The maximum pool size was set to 20 and the minimum was set to 1. So at any point in time you can expect 200(cache size) connections to be open if the cache is full and up to 200(cache size) * 20(max pool size) = 4000 DB connections per pod. Our application initially ran on three pods, with an auto-scaling capability of up to 10 pods. At full scale, 10 pods could theoretically be 4000*10=40000 connections. However, we had 2 read replicas and one write and we never expected the write pool to reach it's maximum limit as we were read heavy. And even if the read replicas reached it's maximum capacity, we had the option to further auto-scale the read replicas to 15 pods. Therefore I wasn't worried about reaching the limit initially.

Tweaking a few parameters

During load testing, it was observed that the three pods quickly exhausted the available connections. The issue stemmed from minimumIdle = 1. This allocated one connection per tenant until the idle timeout of 30 seconds elapsed. Since there were 200 or more tenants firing requests at any point in time, maintaining one connection per tenant during peak traffic became costly. Hence we decided to reduced the minimum idle connections to 0. This change ensured that no tenant held connections during peak traffic, and connections were immediately released back to the database when idle.

Setting minimumIdle = 0 introduced slight latency when establishing the first database connection, but this impact was negligible and an acceptable trade-off given our application's traffic pattern.

Some other options

A few market alternatives, such as RDS Proxy and PgBouncer for Amazon RDS PostgreSQL, can replace the need to build a custom connection pool. We chose not to explore external options primarily due to cost and time constraints. We wanted something the would address the issue immediately and was cost-free. Therefore, we built our own connection pool. However, RDS Proxy and PgBouncer are excellent choices if you can invest time and money.

RDS proxy

RDS Proxy is a fully managed database proxy designed specifically for Amazon RDS. RDS proxy provides connection pooling, failover capabilities, security through IAM authentication and connection multiplexing. It dynamically adjusts the pool size based on workload demands. It is priced per vCPU per hour for each database instance. You can find more details here

PGBouncer

PgBouncer is an open-source connection pooler designed for PostgreSQL which sits between the application and the DB. It is a more generic open source pooling framework that is mostly used with Postgres. PgBouncer provides connection pooling and multiplexing features. Availability and failover capabilities entirely depend on the deployment topography and the user. The users are responsible for the management and deployment of PgBouncer.

Conclusion

When scaling database connections in a multi-tenant setup, having an optimzed connection pooling is crucial. Implementing a cache of connection pools with HikariCP significantly reduced overhead and improved performance for us. If cost and control are priorities, building a custom solution like shown above is a viable approach. However, managed services like RDS Proxy and PgBouncer offer easier alternatives for teams with the budget and time to implement them.

## ASSIGNMENT A
In the connection pooling article, how long was the idle timeout before a tenant's connection was released?
## ASSIGNMENT B
From the connection pooling article, output word for word the passage that opens with the words "RDS Proxy is" and ends after the words "deployment of PgBouncer.".
Rely only on the connection pooling article.

[Segmentation mask data]
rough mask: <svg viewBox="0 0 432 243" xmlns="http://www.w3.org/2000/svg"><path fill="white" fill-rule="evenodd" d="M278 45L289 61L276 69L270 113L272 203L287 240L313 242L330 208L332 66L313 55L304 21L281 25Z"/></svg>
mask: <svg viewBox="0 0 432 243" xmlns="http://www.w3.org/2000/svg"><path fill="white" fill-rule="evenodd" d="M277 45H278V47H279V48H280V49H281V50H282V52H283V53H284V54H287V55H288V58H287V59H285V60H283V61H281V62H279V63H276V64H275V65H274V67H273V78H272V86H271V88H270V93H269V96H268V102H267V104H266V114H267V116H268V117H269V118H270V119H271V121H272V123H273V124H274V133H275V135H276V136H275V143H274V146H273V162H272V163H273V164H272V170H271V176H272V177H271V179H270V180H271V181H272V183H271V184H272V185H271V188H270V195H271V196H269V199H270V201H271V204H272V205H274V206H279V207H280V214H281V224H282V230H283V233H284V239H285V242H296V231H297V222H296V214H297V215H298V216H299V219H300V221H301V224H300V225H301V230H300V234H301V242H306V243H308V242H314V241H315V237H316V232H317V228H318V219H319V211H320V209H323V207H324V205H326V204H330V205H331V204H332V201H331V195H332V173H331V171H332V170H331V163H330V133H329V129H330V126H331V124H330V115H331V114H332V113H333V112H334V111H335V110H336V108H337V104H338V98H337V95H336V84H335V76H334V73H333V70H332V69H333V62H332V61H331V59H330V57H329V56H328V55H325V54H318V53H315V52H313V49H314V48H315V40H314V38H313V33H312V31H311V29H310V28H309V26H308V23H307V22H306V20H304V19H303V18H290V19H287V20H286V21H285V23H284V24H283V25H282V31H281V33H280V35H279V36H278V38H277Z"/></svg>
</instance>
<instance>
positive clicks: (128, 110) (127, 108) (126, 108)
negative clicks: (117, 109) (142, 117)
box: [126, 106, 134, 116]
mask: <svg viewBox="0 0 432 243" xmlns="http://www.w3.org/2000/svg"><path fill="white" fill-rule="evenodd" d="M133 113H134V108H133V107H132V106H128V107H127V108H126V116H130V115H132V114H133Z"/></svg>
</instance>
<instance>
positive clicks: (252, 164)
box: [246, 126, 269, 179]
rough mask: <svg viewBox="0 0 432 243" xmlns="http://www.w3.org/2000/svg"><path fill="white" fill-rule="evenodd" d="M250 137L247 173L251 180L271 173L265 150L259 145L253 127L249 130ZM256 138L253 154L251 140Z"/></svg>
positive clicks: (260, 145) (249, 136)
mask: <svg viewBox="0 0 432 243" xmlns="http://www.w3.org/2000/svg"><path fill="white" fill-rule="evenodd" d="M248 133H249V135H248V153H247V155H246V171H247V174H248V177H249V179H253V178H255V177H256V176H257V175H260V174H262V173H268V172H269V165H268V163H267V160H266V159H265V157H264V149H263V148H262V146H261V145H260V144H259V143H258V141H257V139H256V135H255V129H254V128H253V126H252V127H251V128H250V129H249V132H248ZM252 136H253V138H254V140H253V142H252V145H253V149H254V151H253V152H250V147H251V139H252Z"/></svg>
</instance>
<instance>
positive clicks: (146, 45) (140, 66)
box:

## RESPONSE A
30 seconds.

## RESPONSE B
RDS Proxy is a fully managed database proxy designed specifically for Amazon RDS. RDS proxy provides connection pooling, failover capabilities, security through IAM authentication and connection multiplexing. It dynamically adjusts the pool size based on workload demands. It is priced per vCPU per hour for each database instance. You can find more details here

PGBouncer

PgBouncer is an open-source connection pooler designed for PostgreSQL which sits between the application and the DB. It is a more generic open source pooling framework that is mostly used with Postgres. PgBouncer provides connection pooling and multiplexing features. Availability and failover capabilities entirely depend on the deployment topography and the user. The users are responsible for the management and deployment of PgBouncer.